• [Record extracts]
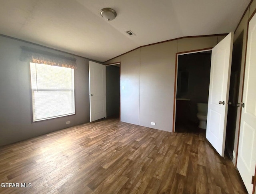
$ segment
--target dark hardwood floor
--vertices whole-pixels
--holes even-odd
[[[246,193],[205,135],[116,119],[70,127],[0,147],[0,183],[31,186],[0,193]]]

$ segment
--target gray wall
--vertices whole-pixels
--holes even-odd
[[[0,145],[35,137],[89,121],[88,61],[77,59],[76,115],[33,123],[30,64],[19,58],[21,46],[74,56],[0,36]],[[70,124],[66,125],[70,121]]]
[[[119,115],[120,69],[114,65],[106,67],[107,117]]]
[[[211,54],[193,53],[178,57],[178,71],[188,72],[188,87],[186,93],[180,95],[177,90],[177,95],[190,100],[189,119],[194,122],[198,121],[197,103],[208,103],[211,56]]]
[[[224,37],[182,38],[106,61],[121,62],[121,121],[172,131],[176,53],[213,47]]]

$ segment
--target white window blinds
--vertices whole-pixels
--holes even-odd
[[[75,114],[74,71],[30,63],[34,121]]]

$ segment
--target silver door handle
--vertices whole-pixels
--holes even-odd
[[[244,108],[244,103],[238,103],[236,105],[236,106],[238,107],[242,107]]]

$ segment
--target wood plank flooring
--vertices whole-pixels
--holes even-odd
[[[70,127],[0,147],[0,183],[31,184],[0,193],[246,193],[205,136],[116,119]]]

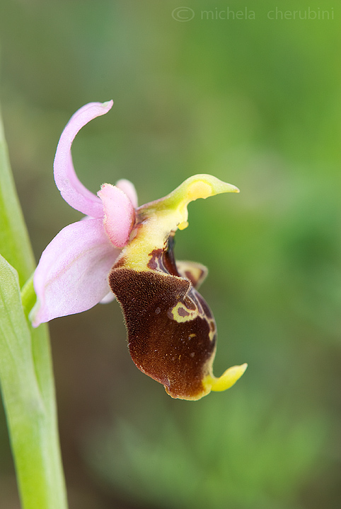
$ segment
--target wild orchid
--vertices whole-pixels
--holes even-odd
[[[247,365],[213,375],[216,328],[197,288],[207,269],[176,262],[174,235],[187,226],[187,205],[198,198],[238,192],[209,175],[185,180],[161,199],[138,207],[133,185],[103,184],[97,196],[79,180],[71,147],[86,124],[112,101],[91,103],[65,127],[54,163],[64,199],[86,216],[63,228],[43,252],[34,275],[35,327],[85,311],[116,297],[123,311],[132,360],[174,398],[199,399],[231,387]]]

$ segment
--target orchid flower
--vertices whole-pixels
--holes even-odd
[[[60,137],[54,163],[57,187],[86,216],[63,228],[43,252],[34,274],[37,300],[31,320],[37,327],[116,297],[137,368],[172,397],[199,399],[233,385],[247,365],[230,368],[219,378],[213,375],[216,324],[197,291],[207,271],[200,264],[175,262],[174,235],[188,225],[190,201],[238,189],[197,175],[140,207],[128,180],[103,184],[93,194],[76,175],[71,146],[83,126],[112,106],[112,101],[86,105]]]

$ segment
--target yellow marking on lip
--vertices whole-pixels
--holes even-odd
[[[183,310],[185,312],[185,316],[183,316],[180,313],[179,313],[180,310]],[[179,302],[170,310],[170,314],[171,315],[173,320],[178,322],[178,323],[183,323],[184,322],[189,322],[190,320],[195,320],[199,315],[199,312],[197,309],[187,309],[182,303]],[[191,336],[192,335],[191,334]],[[195,336],[195,334],[194,334],[194,336]]]

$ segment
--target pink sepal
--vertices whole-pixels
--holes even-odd
[[[62,133],[54,163],[54,180],[65,201],[76,210],[94,218],[103,216],[100,200],[79,180],[72,163],[71,146],[79,131],[91,120],[105,115],[113,102],[89,103],[71,117]]]
[[[57,317],[90,309],[110,292],[108,275],[119,255],[102,219],[66,226],[43,252],[33,283],[37,302],[34,327]]]

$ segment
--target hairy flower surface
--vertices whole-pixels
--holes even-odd
[[[197,291],[207,269],[175,262],[174,235],[188,225],[190,201],[238,189],[197,175],[140,207],[128,180],[103,184],[93,194],[76,175],[71,146],[80,129],[112,105],[112,101],[86,105],[60,137],[54,180],[64,200],[86,217],[63,228],[43,252],[33,279],[37,300],[33,323],[37,327],[85,311],[115,296],[139,369],[162,383],[172,397],[199,399],[233,385],[247,365],[230,368],[219,378],[213,375],[216,324]]]

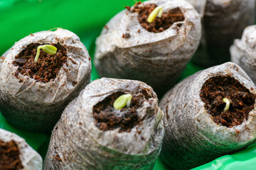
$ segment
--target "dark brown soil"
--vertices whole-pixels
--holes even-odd
[[[141,26],[149,32],[160,33],[173,25],[174,23],[184,21],[185,18],[179,8],[176,8],[164,12],[161,18],[156,17],[151,23],[147,22],[147,18],[157,6],[155,4],[144,4],[137,2],[133,8],[127,6],[126,8],[132,13],[138,13],[138,21]]]
[[[93,107],[93,117],[96,126],[101,130],[112,130],[120,128],[119,132],[129,132],[142,120],[138,117],[137,108],[142,102],[152,97],[149,90],[142,89],[132,95],[130,107],[117,110],[113,107],[114,102],[123,92],[114,93]]]
[[[60,45],[50,44],[57,47],[55,55],[48,55],[41,50],[38,60],[35,64],[34,60],[36,50],[41,44],[32,43],[28,45],[17,56],[13,64],[18,66],[15,76],[18,79],[18,73],[26,75],[38,81],[46,83],[53,81],[58,72],[67,62],[67,50]]]
[[[19,154],[20,152],[17,144],[14,140],[4,142],[0,140],[1,170],[19,170],[23,169]]]
[[[256,98],[256,95],[250,93],[238,80],[228,76],[208,79],[201,90],[200,96],[213,120],[228,128],[240,125],[248,118]],[[223,111],[225,107],[224,98],[232,101],[226,111]]]

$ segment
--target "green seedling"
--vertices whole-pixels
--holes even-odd
[[[163,14],[163,7],[159,6],[157,6],[147,18],[148,23],[152,23],[157,17],[161,18]]]
[[[120,96],[114,102],[114,108],[115,109],[121,109],[127,106],[127,108],[129,108],[131,101],[132,98],[132,94],[124,94]]]
[[[223,110],[223,111],[226,111],[229,109],[230,106],[230,101],[228,98],[224,98],[223,101],[226,103],[226,106]]]
[[[40,55],[40,50],[41,49],[49,55],[55,55],[57,52],[57,48],[53,45],[39,45],[37,48],[36,55],[34,60],[35,63],[36,63],[37,60],[38,60]]]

• [Your task]
Quote every line word for word and keep the images out of the copy.

• [Result of this task]
$ segment
--target dark hardwood floor
--vertices whole-pixels
--holes even-odd
[[[246,193],[205,135],[116,119],[70,127],[0,147],[0,183],[31,186],[0,193]]]

$ segment
--target gray wall
--vertices whole-pixels
--holes even-odd
[[[0,145],[35,137],[89,121],[88,61],[77,59],[76,115],[33,123],[30,64],[19,58],[21,46],[74,56],[0,36]],[[70,124],[66,125],[70,121]]]
[[[119,115],[120,69],[114,65],[106,67],[107,117]]]
[[[211,54],[193,53],[178,57],[178,71],[188,72],[188,87],[186,93],[180,95],[177,90],[177,95],[190,100],[189,119],[194,122],[198,121],[197,103],[208,103],[211,56]]]
[[[224,37],[182,38],[106,61],[121,62],[121,121],[172,131],[176,53],[213,47]]]

$ segment
--target white window blinds
--vertices whole-pixels
--holes even-odd
[[[75,114],[74,71],[30,63],[34,121]]]

$ segment
--target silver door handle
--vertices whole-pixels
--holes even-odd
[[[244,108],[244,103],[238,103],[236,105],[236,106],[238,107],[242,107]]]

$ segment
--target wood plank flooring
--vertices whole-pixels
--holes even-odd
[[[70,127],[0,147],[0,183],[31,184],[0,193],[246,193],[205,136],[116,119]]]

$ segment
--target wild orchid
--vertices whole-pixels
--holes even-odd
[[[247,365],[213,375],[216,328],[197,288],[207,269],[176,262],[174,235],[187,226],[187,205],[198,198],[238,192],[209,175],[185,180],[161,199],[138,207],[133,185],[103,184],[97,196],[79,180],[71,147],[86,124],[112,101],[91,103],[65,127],[54,163],[64,199],[86,216],[63,228],[43,252],[34,275],[35,327],[85,311],[116,297],[123,311],[132,360],[174,398],[199,399],[231,387]]]

$ segment
--target orchid flower
--vertices whole-pixels
--holes even-odd
[[[60,137],[54,163],[57,187],[86,216],[63,228],[43,252],[34,274],[37,300],[31,320],[37,327],[116,297],[137,368],[172,397],[199,399],[233,385],[247,365],[230,368],[219,378],[213,375],[216,324],[197,291],[207,271],[200,264],[175,262],[174,235],[188,225],[190,201],[238,189],[197,175],[140,207],[128,180],[103,184],[93,194],[76,175],[71,146],[83,126],[112,106],[112,101],[86,105]]]

$ segment
--target yellow marking on lip
--vertices whole-pixels
--holes even-odd
[[[183,310],[185,312],[185,316],[183,316],[180,313],[179,313],[180,310]],[[179,302],[170,310],[170,314],[171,315],[173,320],[178,322],[178,323],[183,323],[184,322],[189,322],[190,320],[195,320],[199,315],[199,312],[197,309],[187,309],[182,303]],[[191,336],[192,335],[191,334]],[[195,336],[195,334],[194,334],[194,336]]]

$ segment
--target pink sepal
--vertices whole-pixels
--holes even-odd
[[[62,133],[54,163],[54,180],[65,201],[76,210],[94,218],[103,216],[100,200],[79,180],[72,163],[71,146],[79,131],[91,120],[105,115],[113,102],[89,103],[71,117]]]
[[[57,317],[90,309],[110,292],[108,275],[119,255],[102,219],[66,226],[43,252],[33,283],[37,302],[34,327]]]

$ segment
--target hairy flower surface
--vertices whole-pixels
--holes even-odd
[[[197,291],[207,269],[175,262],[174,235],[188,225],[190,201],[238,189],[197,175],[140,207],[128,180],[103,184],[93,194],[76,175],[71,146],[80,129],[112,105],[112,101],[86,105],[60,137],[54,180],[64,200],[86,217],[63,228],[43,252],[33,279],[37,300],[33,323],[37,327],[85,311],[115,296],[139,369],[162,383],[172,397],[199,399],[233,385],[247,365],[230,368],[219,378],[213,375],[216,324]]]

$ segment
--target "dark brown soil"
--vertices whole-pixels
--holes even-odd
[[[141,26],[149,32],[160,33],[173,25],[174,23],[184,21],[185,18],[179,8],[176,8],[164,12],[161,18],[156,17],[151,23],[147,22],[147,18],[157,6],[155,4],[144,4],[137,2],[133,8],[127,6],[126,8],[132,13],[138,13],[138,21]]]
[[[93,107],[93,117],[96,126],[101,130],[112,130],[120,128],[119,132],[129,132],[142,120],[138,117],[137,108],[142,102],[152,97],[149,90],[142,89],[132,95],[130,107],[117,110],[113,107],[114,102],[123,92],[114,93]]]
[[[60,45],[50,44],[57,47],[55,55],[48,55],[41,50],[38,60],[35,64],[34,60],[36,50],[41,44],[32,43],[28,45],[17,56],[13,64],[18,66],[15,76],[18,79],[18,73],[26,75],[38,81],[46,83],[53,81],[58,72],[67,62],[67,50]]]
[[[19,154],[20,152],[17,144],[14,140],[4,142],[0,140],[1,170],[19,170],[23,169]]]
[[[256,98],[256,95],[250,93],[238,80],[228,76],[208,79],[201,90],[200,96],[213,120],[228,128],[240,125],[248,118]],[[223,111],[225,107],[224,98],[232,101],[226,111]]]

$ segment
--target "green seedling"
--vertices whole-pixels
--holes even-odd
[[[163,14],[163,7],[159,6],[157,6],[147,18],[148,23],[152,23],[157,17],[161,18]]]
[[[120,96],[114,102],[114,108],[115,109],[121,109],[127,106],[127,108],[129,108],[131,101],[132,98],[132,94],[124,94]]]
[[[223,110],[223,111],[226,111],[229,109],[230,106],[230,101],[228,98],[224,98],[223,101],[226,103],[226,106]]]
[[[40,55],[40,50],[41,49],[49,55],[55,55],[57,52],[57,48],[53,45],[39,45],[37,48],[36,55],[34,60],[35,63],[36,63],[37,60],[38,60]]]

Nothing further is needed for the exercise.